*Given request*. Write out word for word the stretch of the Battlefield Portal text from "Well, kind of." through "something pretty simple.".

==== Document segment ====

EA has revealed Battlefield Portal, the second part of the Battlefield 2042 package. For a great many of you, it may just change the way you think about the version of all-out-warfare DICE is delivering this year. If you're over the age of 25, and a fan of multiplayer first-person shooters, there's a good chance that you've spent some amount of time in the last decade pining for a sequel to 2010's Battlefield: Bad Company 2. For reasons that we'll never truly understand, DICE has failed to abide. That's left the modern warfare spin-off to become memorialized within our collective nostalgia for battlefields that can be razed to the ground. All that will change with Battlefield Portal, a toolset that will give us an opportunity to see what Battlefield: Bad Company 3 might have looked like.
Well, kind of. Let's back up for a second here so I can explain what this "love letter to Battlefield fans" is all about. Battlefield Portal is a web-based builder application that will let you combine content across four eras of Battlefield to create custom game modes and unique experiences that can be played within 2042. It's an undoubtedly impressive proposition. A 20-minute demo of Battlefield Portal only scratched at the surface of possibilities and the malleability of the toolset, although the breadth of opportunity here is clearly outrageous should you be willing to put in the time. That all said, I have my sights set on creating something pretty simple.

==== Recorded information ====

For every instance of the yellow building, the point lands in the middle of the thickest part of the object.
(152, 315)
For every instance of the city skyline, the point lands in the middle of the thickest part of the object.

====

*Exercise response*.
Well, kind of. Let's back up for a second here so I can explain what this "love letter to Battlefield fans" is all about. Battlefield Portal is a web-based builder application that will let you combine content across four eras of Battlefield to create custom game modes and unique experiences that can be played within 2042. It's an undoubtedly impressive proposition. A 20-minute demo of Battlefield Portal only scratched at the surface of possibilities and the malleability of the toolset, although the breadth of opportunity here is clearly outrageous should you be willing to put in the time. That all said, I have my sights set on creating something pretty simple.